THE TASK:
The expected answer comprises all lines from the entries that contain the string "engine".

[Start of Attachment]

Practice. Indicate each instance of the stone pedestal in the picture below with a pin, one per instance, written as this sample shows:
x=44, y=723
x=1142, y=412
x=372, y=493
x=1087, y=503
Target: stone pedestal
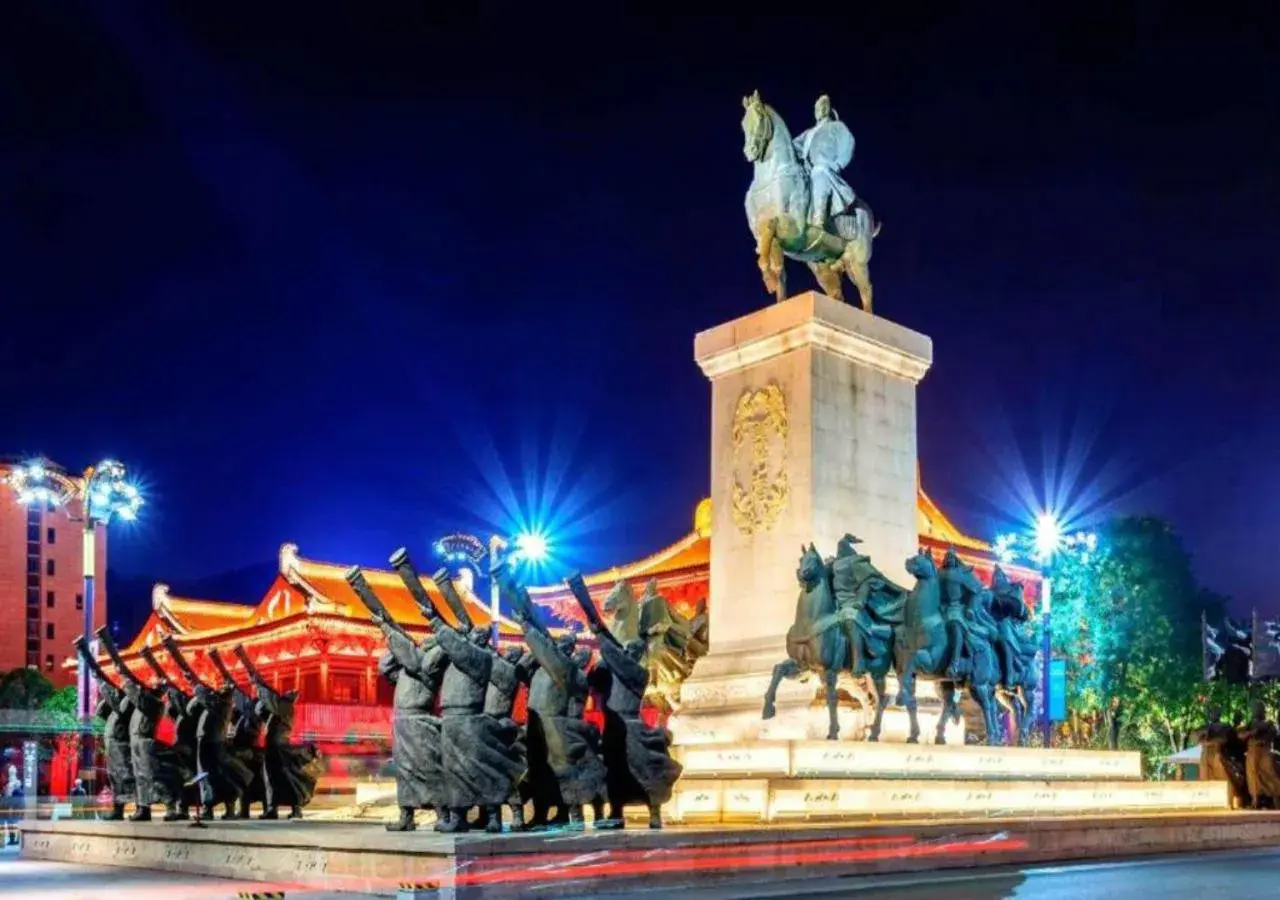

[End of Attachment]
[Start of Attachment]

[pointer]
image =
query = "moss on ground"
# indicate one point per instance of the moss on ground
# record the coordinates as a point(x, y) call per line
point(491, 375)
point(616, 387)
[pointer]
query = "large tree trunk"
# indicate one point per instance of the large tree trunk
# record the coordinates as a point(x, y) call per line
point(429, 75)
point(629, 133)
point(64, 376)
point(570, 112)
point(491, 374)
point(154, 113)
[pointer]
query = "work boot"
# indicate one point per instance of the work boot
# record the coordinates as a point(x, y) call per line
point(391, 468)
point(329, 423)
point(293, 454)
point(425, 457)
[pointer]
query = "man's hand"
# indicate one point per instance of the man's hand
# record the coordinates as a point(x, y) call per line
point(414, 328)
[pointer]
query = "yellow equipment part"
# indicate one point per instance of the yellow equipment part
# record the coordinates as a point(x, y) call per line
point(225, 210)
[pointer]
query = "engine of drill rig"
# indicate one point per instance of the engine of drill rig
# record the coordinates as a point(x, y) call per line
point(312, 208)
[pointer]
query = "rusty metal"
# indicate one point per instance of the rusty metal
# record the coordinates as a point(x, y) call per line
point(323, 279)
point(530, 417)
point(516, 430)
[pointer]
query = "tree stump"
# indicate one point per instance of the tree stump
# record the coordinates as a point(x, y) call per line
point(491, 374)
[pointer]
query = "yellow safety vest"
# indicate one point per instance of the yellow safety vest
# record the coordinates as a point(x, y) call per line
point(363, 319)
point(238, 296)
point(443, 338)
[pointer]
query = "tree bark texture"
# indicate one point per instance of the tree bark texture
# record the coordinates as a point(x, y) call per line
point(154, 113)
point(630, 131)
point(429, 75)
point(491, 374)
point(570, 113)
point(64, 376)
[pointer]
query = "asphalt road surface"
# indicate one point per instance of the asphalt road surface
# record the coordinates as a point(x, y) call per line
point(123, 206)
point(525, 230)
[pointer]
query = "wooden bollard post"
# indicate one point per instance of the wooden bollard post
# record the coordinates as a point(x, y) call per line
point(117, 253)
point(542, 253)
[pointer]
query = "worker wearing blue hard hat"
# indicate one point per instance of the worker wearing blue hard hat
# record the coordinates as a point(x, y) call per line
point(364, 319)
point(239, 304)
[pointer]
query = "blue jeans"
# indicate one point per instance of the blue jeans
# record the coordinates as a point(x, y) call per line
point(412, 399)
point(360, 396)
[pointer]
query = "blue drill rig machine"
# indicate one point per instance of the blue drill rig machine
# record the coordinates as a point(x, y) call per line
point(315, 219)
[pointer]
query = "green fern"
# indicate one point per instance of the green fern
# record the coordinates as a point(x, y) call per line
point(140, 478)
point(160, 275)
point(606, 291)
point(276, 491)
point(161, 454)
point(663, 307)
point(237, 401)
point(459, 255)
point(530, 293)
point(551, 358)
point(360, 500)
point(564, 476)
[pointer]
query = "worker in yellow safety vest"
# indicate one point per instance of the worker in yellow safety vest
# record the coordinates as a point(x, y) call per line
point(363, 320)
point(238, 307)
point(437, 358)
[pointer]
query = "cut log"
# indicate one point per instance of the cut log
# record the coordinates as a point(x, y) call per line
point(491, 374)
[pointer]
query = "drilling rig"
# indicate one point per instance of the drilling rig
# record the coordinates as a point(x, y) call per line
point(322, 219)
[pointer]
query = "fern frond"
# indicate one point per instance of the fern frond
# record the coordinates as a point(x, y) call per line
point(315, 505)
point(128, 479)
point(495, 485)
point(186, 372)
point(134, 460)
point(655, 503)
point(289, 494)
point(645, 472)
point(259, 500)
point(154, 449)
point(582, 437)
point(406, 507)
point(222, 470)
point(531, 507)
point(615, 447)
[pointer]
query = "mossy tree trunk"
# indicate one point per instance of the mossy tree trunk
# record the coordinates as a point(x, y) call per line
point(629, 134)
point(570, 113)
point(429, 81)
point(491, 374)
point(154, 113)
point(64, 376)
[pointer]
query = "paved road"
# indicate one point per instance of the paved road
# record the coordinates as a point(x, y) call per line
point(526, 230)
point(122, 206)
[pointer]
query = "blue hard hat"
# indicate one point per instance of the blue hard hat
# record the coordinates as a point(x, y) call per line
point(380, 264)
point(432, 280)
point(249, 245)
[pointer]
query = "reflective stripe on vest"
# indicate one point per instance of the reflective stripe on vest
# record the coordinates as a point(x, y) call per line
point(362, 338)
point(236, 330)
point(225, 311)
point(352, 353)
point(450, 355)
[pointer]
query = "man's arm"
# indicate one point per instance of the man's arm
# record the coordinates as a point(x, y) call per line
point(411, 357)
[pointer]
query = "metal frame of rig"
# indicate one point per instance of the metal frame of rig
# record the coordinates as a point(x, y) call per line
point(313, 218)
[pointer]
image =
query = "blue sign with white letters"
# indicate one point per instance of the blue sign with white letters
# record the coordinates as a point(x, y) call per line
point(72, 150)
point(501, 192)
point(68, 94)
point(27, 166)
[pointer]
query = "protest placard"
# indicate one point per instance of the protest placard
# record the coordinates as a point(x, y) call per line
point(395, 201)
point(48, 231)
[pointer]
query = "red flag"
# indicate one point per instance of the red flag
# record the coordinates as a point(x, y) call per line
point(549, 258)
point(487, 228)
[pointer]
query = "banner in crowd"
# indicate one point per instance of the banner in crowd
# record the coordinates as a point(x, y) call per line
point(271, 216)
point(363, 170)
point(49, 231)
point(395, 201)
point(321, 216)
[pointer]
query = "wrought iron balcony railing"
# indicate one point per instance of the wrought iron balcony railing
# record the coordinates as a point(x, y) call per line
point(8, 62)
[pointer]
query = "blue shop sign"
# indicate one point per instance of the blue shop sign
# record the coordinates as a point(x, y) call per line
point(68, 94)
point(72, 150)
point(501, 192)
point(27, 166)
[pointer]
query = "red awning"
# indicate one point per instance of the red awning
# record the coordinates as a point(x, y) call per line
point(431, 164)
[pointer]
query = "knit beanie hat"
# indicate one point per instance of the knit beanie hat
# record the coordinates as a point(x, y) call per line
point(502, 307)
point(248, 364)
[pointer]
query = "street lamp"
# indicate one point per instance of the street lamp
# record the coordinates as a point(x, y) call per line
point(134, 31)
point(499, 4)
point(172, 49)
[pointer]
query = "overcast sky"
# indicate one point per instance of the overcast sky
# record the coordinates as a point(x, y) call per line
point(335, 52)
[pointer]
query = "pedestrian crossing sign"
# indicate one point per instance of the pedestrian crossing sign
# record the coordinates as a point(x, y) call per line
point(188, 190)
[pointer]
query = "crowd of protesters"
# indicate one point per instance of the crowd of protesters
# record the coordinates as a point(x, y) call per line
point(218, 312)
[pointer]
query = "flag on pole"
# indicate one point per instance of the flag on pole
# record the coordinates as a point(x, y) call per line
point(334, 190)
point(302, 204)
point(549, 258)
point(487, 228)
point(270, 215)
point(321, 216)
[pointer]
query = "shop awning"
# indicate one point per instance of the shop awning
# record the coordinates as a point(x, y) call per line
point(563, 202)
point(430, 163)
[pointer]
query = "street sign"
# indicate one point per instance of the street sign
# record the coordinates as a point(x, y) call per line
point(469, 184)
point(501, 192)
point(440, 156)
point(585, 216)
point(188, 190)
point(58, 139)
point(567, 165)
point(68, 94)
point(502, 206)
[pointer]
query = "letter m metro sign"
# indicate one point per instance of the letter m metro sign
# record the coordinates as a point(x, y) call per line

[End of Attachment]
[Start of Attachment]

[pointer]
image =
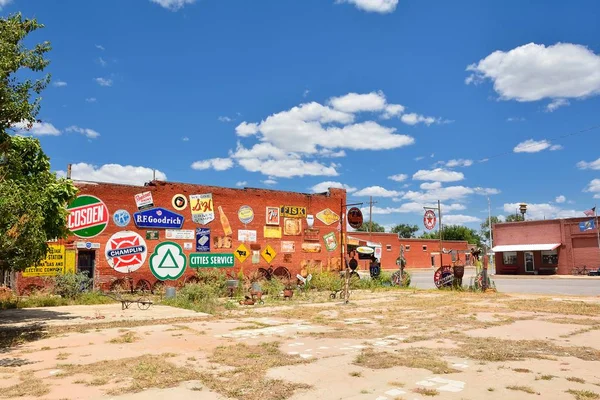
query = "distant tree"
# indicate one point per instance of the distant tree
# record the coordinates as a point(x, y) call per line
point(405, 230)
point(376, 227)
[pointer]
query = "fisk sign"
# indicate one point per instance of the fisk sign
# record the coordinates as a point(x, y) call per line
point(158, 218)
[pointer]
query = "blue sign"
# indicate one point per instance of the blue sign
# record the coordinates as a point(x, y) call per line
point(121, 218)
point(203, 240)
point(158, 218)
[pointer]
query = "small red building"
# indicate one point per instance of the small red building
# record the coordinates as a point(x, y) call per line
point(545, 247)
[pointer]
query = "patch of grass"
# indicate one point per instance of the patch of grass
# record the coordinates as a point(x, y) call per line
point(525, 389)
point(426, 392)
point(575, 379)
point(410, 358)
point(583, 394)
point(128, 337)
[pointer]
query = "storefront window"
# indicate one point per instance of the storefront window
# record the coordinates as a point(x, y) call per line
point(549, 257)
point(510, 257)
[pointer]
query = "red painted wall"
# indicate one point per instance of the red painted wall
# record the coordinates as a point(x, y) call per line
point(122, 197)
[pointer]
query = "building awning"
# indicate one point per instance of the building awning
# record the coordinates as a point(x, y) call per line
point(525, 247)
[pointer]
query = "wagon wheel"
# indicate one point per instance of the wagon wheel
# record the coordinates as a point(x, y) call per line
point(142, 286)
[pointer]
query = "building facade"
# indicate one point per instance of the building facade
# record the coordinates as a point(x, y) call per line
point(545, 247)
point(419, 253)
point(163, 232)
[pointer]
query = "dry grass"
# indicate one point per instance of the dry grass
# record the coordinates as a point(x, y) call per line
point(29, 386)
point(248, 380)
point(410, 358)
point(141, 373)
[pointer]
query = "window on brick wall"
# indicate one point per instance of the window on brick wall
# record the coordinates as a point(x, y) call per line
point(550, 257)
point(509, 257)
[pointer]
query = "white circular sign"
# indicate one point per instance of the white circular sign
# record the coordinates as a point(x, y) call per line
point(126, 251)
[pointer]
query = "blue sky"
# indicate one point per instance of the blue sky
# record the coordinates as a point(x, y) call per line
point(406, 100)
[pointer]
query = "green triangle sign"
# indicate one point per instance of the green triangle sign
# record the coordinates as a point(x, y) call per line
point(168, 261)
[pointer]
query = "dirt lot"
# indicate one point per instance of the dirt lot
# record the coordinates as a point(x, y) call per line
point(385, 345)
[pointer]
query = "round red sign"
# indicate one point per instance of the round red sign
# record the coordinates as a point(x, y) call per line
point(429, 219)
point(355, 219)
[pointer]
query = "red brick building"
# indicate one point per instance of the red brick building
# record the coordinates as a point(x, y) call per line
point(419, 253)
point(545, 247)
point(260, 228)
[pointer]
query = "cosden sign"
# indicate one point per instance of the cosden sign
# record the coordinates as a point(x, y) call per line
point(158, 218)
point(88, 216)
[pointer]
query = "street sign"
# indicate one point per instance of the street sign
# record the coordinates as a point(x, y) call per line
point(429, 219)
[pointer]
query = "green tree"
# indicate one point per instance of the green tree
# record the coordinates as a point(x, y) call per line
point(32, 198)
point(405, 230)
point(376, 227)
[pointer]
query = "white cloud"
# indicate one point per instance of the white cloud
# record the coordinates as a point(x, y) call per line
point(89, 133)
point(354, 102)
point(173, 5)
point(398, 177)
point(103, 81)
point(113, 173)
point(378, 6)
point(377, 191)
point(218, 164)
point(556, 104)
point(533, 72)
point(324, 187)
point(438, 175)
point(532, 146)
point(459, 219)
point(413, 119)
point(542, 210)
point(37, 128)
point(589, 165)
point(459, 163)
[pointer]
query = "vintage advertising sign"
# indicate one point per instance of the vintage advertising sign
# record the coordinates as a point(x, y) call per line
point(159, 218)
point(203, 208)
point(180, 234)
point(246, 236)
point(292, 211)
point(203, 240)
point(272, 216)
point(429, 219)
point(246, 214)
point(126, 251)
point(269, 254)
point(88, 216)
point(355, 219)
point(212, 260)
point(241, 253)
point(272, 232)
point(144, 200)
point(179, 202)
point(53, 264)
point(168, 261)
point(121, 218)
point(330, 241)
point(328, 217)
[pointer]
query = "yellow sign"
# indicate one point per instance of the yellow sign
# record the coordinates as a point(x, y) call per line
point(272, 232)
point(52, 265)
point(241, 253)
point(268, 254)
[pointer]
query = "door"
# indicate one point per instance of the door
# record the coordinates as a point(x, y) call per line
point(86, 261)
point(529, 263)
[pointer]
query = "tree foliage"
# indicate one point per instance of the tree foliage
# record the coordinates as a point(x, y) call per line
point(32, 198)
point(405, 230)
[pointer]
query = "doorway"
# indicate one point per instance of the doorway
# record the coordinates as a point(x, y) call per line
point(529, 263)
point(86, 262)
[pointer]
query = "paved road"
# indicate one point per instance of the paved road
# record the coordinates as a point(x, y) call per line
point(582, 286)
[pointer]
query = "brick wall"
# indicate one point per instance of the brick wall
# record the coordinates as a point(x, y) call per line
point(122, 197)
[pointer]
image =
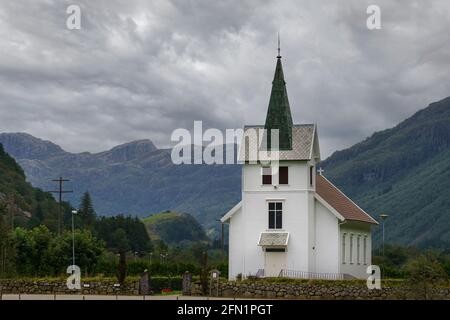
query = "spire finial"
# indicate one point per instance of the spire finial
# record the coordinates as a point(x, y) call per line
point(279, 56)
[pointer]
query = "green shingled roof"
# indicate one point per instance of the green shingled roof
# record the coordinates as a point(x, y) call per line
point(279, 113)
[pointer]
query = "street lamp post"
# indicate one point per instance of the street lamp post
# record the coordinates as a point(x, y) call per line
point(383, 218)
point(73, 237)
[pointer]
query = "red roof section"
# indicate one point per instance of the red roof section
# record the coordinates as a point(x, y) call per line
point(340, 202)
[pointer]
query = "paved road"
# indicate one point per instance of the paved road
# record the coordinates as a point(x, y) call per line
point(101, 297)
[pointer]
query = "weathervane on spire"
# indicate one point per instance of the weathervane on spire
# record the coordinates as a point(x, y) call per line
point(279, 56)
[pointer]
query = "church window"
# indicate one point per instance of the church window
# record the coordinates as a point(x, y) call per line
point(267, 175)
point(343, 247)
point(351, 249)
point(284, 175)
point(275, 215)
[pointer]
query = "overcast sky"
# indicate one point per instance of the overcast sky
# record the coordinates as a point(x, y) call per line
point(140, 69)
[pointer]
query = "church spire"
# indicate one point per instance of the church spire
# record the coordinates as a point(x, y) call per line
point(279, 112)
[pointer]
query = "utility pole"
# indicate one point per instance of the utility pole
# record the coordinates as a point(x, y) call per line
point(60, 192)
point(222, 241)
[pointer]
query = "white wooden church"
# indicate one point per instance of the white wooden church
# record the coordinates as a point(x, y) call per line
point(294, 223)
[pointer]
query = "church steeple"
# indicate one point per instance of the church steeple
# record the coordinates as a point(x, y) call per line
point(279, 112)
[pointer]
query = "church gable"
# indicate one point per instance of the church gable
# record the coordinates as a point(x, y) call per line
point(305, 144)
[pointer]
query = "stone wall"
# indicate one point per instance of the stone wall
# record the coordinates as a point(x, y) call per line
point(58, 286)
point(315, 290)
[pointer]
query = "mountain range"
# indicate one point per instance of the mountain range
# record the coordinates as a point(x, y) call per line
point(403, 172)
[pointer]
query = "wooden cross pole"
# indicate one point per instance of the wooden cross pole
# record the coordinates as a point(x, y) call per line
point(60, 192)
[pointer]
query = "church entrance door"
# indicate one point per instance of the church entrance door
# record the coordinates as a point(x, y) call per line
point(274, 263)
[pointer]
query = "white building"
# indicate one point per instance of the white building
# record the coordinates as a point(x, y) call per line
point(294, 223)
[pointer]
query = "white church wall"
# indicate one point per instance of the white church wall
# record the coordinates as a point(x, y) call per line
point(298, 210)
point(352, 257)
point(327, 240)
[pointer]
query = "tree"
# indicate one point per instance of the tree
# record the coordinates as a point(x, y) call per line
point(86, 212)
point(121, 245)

[End of Attachment]

ANSWER TO THIS PROBLEM:
query = "engine of drill rig"
# indicate one point per instance of the engine of drill rig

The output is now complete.